[Document extract]
>>>>>

The legend of Ned Kelly remains a subject of debate, but one thing is certain ― this gun-wielding outlaw became and stayed a household name in Australia, as his notoriety grew into a folk tale that is remembered to this day. Son of John Kelly, who was deported from Ireland for stealing two pigs and sent to the island of Tasmania, Ned was bound for a life of hardship.

His father was a gold digger who managed to accumulate enough wealth to purchase a small farm north of Melbourne. After the gold rush, John Kelly turned to his old trade, cattle theft. The Kelly house became a meeting place for criminals, and this was the environment in which little Ned and seven of his brothers and sisters grew up.

Kelly’s boyhood home, built by his father in Beveridge in 1859; Photo Credit

His father was later imprisoned and sentenced to hard labor. As the labor penalty affected his health significantly, John Kelly died shortly after his release from prison in 1866. Ned grew up surrounded by the Australian bush, and he became acquainted with it from his early age. He was an excellent swimmer and a capable tracker, as these traits were common knowledge in the Australian countryside.

But still, his childhood wasn’t at all pastoral and idyllic as it sounds. Young Kelly witnessed harassment by the police, as members of his family were often targeted as usual suspects due to their known association with crime. His own personal journey into the life of crime began in 1869 when he was 14 years old.

Police mugshot of Kelly, aged 15Photo Credit

He was accused of a robbery of a Chinese merchant called Ah Fook. According to Fook, Kelly jumped him with a bamboo stick and stole 10 shillings from him. According to Kelly, his sister Anne and two other witnesses, Fook attacked Kelly, and the boy ran away. According to several historians, neither of the accounts are completely true, but Fook most probably did strike first, as Kelly most definitely responded twice as hard. The whole incident was dismissed due to lack of evidence, but Ned Kelly was noted as a troublemaker.

<<<<<

[Stated problem 1]
Answer these about the Ned Kelly passage:
(a) What crime got John Kelly deported from Ireland?
(b) In what year did John Kelly die?
(c) How much money did Ah Fook say was taken from him?
[Stated problem 2]
Carry on the Ned Kelly passage from its final sentence.
The items placed after the Ned Kelly passage play no part in this.

[Records provided]
>>>>>

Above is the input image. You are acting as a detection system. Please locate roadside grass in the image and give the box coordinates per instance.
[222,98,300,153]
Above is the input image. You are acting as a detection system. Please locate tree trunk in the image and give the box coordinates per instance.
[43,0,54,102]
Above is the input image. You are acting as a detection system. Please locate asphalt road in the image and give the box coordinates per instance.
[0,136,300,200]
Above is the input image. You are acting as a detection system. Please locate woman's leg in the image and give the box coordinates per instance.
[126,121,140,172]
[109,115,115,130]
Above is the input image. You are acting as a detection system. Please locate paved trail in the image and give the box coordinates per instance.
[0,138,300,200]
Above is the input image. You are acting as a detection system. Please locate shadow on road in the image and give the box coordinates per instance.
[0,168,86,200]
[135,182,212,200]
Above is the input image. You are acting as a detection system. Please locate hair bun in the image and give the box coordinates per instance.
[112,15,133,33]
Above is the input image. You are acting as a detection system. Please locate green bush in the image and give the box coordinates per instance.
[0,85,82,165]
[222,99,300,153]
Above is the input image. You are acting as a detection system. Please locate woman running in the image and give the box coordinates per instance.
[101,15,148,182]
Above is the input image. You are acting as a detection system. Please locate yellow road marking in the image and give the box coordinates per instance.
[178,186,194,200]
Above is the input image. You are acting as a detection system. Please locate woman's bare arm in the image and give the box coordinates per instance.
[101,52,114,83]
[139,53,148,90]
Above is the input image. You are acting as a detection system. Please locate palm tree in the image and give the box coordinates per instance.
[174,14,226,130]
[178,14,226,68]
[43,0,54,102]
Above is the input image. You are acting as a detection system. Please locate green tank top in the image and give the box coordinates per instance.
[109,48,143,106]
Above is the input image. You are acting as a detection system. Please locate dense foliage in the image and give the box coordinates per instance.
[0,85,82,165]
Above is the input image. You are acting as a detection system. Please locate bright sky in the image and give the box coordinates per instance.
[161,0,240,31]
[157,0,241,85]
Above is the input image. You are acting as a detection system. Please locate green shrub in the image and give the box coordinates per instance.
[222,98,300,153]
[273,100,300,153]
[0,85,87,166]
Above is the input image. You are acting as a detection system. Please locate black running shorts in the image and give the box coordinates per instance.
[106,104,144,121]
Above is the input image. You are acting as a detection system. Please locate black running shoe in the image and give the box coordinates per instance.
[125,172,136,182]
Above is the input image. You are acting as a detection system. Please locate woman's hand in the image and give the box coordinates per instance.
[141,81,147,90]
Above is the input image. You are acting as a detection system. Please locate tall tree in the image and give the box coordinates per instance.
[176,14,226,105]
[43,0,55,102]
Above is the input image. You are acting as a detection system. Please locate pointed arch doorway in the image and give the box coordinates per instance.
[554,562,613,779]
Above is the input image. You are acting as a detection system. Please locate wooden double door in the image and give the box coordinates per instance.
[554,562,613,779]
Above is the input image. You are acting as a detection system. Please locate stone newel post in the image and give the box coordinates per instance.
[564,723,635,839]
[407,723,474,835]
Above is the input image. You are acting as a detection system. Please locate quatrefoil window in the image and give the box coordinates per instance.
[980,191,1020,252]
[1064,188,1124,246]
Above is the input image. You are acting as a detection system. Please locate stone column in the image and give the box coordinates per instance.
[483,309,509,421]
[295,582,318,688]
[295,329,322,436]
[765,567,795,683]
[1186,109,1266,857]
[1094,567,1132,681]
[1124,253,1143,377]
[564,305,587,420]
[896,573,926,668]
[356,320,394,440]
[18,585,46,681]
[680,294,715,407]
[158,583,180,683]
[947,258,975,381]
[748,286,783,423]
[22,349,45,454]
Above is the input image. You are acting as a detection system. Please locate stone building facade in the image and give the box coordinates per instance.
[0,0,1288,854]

<<<<<

[Task output 1]
(a) Stealing two pigs
(b) 1866
(c) 10 shillings

[Task output 2]
After this episode, Kelly turned to armed robberies, presenting himself as a bushranger, which was the term used for Australian renegades who used the uninhabited bush of Australia as their base of operations. His career as an outlaw began in the company of an another troublesome character called Harry Power.

Even though Kelly was often guilty of many crimes, there was a number of mishaps when he was just falsely accused. One such event involved a stolen mare which was given to Kelly by Isaiah “Wild” Wright, yet another petty criminal. When a police officer tried to apprehend Ned Kelly for possession of a stolen mare, a fight broke out, and Kelly was arrested and sentenced to three years of imprisonment. He was 16 at the time.

Kelly after defeating Isaiah “Wild” Wright in a 20-round bare-knuckle boxing match, August 1874; Photo Credit

After serving his prison sentence, Kelly challenged Wild Wright to a bare-knuckle boxing to settle the inconvenient fact that his stolen mare landed him in jail for three years. The match lasted for 20 rounds, after which Kelly came out triumphant. He was a genuine tough guy, destined to live the life of a renegade.

In 1878, he shot and wounded Constable Alexander Fitzpatrick, who had attempted to apprehend Ned’s younger brother Dan for horse stealing. The Constable was shot in his left arm, and he lost consciousness briefly.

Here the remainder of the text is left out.